* Start Material for this task *
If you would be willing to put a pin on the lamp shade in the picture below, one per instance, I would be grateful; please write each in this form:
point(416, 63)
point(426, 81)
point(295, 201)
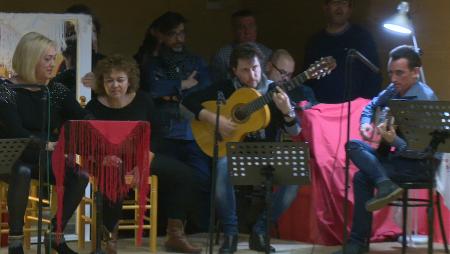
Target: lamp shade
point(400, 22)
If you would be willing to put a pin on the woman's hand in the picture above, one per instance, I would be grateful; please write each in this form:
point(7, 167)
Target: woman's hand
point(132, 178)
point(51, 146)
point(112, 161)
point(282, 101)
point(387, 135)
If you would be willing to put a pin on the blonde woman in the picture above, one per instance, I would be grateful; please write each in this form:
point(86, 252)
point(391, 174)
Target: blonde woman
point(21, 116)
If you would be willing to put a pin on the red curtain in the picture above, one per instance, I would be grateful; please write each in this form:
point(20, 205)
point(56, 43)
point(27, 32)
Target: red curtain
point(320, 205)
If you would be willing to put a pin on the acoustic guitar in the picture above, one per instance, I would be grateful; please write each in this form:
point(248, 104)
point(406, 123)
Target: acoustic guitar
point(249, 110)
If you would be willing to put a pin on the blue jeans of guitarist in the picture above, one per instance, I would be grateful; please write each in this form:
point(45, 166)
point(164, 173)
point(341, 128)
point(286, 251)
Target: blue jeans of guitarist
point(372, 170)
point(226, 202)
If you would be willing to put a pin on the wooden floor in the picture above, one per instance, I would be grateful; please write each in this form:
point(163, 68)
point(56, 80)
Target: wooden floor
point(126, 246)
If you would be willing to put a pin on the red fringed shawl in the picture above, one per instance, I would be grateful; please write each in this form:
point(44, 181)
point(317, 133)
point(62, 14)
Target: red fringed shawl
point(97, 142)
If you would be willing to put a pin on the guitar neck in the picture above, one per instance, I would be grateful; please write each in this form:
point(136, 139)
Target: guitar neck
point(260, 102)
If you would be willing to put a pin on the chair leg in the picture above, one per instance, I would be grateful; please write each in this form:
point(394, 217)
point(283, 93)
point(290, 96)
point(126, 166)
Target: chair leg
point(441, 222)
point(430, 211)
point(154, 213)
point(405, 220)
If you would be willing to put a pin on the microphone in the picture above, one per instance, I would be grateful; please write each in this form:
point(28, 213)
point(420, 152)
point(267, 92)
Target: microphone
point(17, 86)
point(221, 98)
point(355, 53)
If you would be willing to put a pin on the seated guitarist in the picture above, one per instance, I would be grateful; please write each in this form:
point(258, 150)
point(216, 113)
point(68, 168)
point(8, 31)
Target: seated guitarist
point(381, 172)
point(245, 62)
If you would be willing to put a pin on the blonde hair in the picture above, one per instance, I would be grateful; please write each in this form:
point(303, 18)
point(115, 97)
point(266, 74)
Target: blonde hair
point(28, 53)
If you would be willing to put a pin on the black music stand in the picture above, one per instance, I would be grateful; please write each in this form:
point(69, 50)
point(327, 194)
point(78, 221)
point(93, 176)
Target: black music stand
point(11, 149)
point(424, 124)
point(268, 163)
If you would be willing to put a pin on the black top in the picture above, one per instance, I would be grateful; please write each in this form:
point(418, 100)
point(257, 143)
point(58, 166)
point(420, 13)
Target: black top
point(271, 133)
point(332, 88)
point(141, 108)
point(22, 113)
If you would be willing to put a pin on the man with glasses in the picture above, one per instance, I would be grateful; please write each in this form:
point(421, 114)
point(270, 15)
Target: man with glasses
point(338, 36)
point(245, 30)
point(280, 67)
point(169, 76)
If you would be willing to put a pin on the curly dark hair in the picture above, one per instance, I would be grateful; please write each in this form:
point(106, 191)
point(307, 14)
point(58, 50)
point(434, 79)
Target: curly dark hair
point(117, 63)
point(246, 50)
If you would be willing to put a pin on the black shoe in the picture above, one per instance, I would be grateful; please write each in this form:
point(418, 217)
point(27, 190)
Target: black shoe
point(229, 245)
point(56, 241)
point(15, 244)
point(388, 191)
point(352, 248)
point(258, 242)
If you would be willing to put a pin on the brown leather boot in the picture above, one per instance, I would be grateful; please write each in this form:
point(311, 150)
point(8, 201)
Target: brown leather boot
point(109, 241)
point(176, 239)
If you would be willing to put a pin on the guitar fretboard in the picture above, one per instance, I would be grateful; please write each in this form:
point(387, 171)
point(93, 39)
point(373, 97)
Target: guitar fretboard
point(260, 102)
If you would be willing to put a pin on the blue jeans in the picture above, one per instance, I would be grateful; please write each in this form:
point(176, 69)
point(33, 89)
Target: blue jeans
* End Material for this task *
→ **The request**:
Rewrite the records starting with the line that contains "of guitarist in" and going on through the line that contains "point(126, 246)", both included, keeping the requests in place. Rescale every answer coordinate by 1.15 and round it to a whole number, halves up, but leave the numbers in the requests and their sample points as they are.

→ **Output for this exercise**:
If you would be willing to put a pin on the blue jeans of guitarist in the picture above, one per instance, I would be grateful; please write each in this form:
point(45, 166)
point(164, 173)
point(341, 128)
point(286, 251)
Target: blue jeans of guitarist
point(428, 196)
point(260, 232)
If you would be willing to put a pin on the wooden floor in the picture above, one per instance, I would be grateful; please write each in this form:
point(163, 68)
point(56, 80)
Target: wooden floor
point(145, 283)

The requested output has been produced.